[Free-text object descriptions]
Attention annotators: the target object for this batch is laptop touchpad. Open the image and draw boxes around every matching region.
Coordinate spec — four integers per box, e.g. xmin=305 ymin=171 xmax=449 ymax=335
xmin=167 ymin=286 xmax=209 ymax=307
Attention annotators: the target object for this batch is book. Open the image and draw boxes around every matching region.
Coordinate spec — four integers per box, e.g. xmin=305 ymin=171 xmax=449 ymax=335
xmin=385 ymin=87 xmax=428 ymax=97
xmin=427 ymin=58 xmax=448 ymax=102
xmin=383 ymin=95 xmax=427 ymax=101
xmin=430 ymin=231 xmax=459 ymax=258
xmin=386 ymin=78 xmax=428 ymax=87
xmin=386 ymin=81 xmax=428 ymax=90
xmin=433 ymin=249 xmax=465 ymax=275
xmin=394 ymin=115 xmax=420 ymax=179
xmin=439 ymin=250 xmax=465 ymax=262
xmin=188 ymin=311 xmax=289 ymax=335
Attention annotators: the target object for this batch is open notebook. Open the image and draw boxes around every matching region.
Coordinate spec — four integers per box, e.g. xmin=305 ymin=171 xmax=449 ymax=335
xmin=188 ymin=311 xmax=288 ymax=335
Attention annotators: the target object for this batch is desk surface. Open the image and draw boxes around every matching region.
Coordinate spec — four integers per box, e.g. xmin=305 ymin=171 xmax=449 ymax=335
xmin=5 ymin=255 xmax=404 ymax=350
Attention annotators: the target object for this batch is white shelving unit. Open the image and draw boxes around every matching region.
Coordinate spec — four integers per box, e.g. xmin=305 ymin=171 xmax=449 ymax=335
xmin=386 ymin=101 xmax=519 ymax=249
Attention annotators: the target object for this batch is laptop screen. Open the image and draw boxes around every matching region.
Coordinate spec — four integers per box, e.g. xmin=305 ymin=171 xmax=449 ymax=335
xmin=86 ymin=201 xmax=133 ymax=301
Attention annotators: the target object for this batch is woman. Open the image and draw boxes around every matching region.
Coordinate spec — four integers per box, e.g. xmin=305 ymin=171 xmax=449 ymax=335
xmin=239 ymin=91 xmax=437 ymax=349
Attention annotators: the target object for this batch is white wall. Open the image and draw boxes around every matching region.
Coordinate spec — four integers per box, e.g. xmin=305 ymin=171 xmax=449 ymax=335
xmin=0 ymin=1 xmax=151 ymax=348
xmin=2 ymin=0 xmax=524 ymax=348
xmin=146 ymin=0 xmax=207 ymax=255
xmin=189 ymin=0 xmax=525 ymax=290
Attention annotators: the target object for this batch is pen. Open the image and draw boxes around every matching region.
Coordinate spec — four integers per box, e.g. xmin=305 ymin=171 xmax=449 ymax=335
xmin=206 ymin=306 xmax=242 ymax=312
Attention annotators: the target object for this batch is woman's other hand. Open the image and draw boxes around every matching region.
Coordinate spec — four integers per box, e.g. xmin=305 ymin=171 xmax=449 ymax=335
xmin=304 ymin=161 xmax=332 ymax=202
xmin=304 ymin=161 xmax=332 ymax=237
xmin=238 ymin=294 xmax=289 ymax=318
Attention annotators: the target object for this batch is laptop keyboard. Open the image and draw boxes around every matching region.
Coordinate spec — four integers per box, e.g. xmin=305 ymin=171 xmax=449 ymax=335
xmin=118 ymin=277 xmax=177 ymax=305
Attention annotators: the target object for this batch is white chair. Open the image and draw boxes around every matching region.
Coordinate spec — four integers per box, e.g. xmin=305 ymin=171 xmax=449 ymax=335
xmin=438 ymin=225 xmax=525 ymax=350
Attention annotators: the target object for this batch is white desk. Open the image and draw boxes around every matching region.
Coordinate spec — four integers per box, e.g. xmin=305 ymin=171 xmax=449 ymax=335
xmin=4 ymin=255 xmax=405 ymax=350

TASK INSTRUCTIONS
Each record above should be returned exactly as it appears.

FINAL ANSWER
Attention annotators: the target object for this batch is laptop touchpad. Open the image and draw boxes around every matching region.
Coordinate spec — four integers per box, e.g. xmin=305 ymin=171 xmax=449 ymax=335
xmin=167 ymin=286 xmax=209 ymax=307
Attention annotators: the target object for this batch is book. Open the image and draw boxes around every matching region.
Coordinate spec — four integers per box, e.g. xmin=305 ymin=171 xmax=449 ymax=335
xmin=385 ymin=87 xmax=428 ymax=97
xmin=427 ymin=58 xmax=448 ymax=102
xmin=383 ymin=95 xmax=427 ymax=101
xmin=430 ymin=231 xmax=459 ymax=258
xmin=386 ymin=78 xmax=428 ymax=87
xmin=386 ymin=81 xmax=428 ymax=90
xmin=433 ymin=249 xmax=465 ymax=275
xmin=394 ymin=115 xmax=420 ymax=179
xmin=439 ymin=250 xmax=465 ymax=262
xmin=188 ymin=311 xmax=289 ymax=335
Attention annotators: the target object for this batch is open notebook. Open the image and draw boxes around every matching region.
Coordinate spec — four integers per box, e.g. xmin=305 ymin=171 xmax=449 ymax=335
xmin=188 ymin=311 xmax=288 ymax=335
Attention annotators: the target object for this batch is desk surface. Open the image and draw boxes around every matching region.
Coordinate spec — four integers per box, e.g. xmin=305 ymin=171 xmax=449 ymax=335
xmin=5 ymin=255 xmax=404 ymax=350
Attention annotators: the target object for this batch is white shelving unit. Open the image and draw boxes around every matching region.
Coordinate spec — four integers per box, e.g. xmin=305 ymin=171 xmax=449 ymax=335
xmin=386 ymin=101 xmax=519 ymax=249
Attention annotators: the target object for this batch is laptop screen. Open the image and draw boxes around every matching region.
Coordinate spec — four integers per box, e.g. xmin=305 ymin=171 xmax=449 ymax=335
xmin=86 ymin=201 xmax=133 ymax=301
Attention annotators: the target object for this batch is woman. Open the image and draw boxes around every matching region.
Coordinate spec — four integers per box, e.g. xmin=305 ymin=171 xmax=449 ymax=335
xmin=239 ymin=91 xmax=437 ymax=349
Attention annotators: the target object for this batch is white wall. Open the image and draw boxes around every matching region.
Coordinate spec — four integers per box, e.g. xmin=305 ymin=171 xmax=449 ymax=335
xmin=0 ymin=1 xmax=151 ymax=348
xmin=2 ymin=0 xmax=524 ymax=348
xmin=146 ymin=0 xmax=207 ymax=255
xmin=189 ymin=0 xmax=525 ymax=290
Attention annotators: the target object for this batch is pen. Open the image and draw boxes around every matching region.
Coordinate spec — four integers per box, e.g. xmin=305 ymin=171 xmax=449 ymax=335
xmin=206 ymin=306 xmax=242 ymax=312
Attention annotators: the target object for this batch is woman's other hand. Open the image and draw boxes around every matching region.
Coordinate spec — four integers per box, e.g. xmin=305 ymin=171 xmax=449 ymax=335
xmin=304 ymin=161 xmax=332 ymax=202
xmin=304 ymin=161 xmax=332 ymax=237
xmin=238 ymin=294 xmax=289 ymax=318
Attention annotators: the target object for this batch is laptop keyboard. Open the image and draw boxes around every matching region.
Coordinate spec — four integers per box, e.g. xmin=305 ymin=171 xmax=449 ymax=335
xmin=118 ymin=277 xmax=177 ymax=305
Attention annotators: the target object for this batch is white chair. Open the image and draw boxes around every matching region.
Coordinate spec — four integers per box, e.g. xmin=305 ymin=171 xmax=449 ymax=335
xmin=438 ymin=225 xmax=525 ymax=350
Attention annotators: the target object for this batch is white desk. Open the image and draw boxes around every matching region.
Coordinate spec — four integers per box, e.g. xmin=305 ymin=171 xmax=449 ymax=335
xmin=4 ymin=255 xmax=405 ymax=350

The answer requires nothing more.